> Input rows:
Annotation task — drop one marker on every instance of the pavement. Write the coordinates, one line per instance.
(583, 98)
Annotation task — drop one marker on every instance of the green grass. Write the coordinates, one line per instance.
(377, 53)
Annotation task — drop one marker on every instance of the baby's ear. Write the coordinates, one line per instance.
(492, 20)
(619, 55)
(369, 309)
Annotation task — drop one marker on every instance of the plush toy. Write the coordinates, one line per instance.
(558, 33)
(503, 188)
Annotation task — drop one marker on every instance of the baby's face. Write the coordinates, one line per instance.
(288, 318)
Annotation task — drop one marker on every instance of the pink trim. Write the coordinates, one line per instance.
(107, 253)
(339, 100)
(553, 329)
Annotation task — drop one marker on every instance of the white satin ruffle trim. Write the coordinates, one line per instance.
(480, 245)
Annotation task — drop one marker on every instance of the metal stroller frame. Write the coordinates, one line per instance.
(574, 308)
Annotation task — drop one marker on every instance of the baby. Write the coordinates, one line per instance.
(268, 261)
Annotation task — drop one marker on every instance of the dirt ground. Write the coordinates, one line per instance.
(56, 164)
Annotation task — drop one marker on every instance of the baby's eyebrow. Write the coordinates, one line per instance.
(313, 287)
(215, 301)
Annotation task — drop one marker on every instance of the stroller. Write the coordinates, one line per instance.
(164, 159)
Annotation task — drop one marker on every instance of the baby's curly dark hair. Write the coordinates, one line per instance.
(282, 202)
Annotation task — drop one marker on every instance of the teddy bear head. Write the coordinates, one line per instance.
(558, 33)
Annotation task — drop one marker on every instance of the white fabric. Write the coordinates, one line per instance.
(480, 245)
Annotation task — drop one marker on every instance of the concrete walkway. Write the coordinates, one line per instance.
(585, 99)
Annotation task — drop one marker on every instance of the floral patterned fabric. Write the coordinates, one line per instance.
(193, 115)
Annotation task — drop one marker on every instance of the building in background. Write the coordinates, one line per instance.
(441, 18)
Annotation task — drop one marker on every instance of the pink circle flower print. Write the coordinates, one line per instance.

> Problem description: Please reproduce the records verbatim, beginning at the line that contains "of the floral" and continuing through the end of the records.

> Reply to the task:
Annotation task — drop one marker on every instance of the floral patterned fabric. Write the coordinates, one line per instance.
(193, 115)
Annotation task — drop one marker on every instance of the building in background. Write the coordinates, one line per instance.
(441, 18)
Annotation task — drop one marker on every instance of the pink circle flower print. Write the coordinates, one line per instance.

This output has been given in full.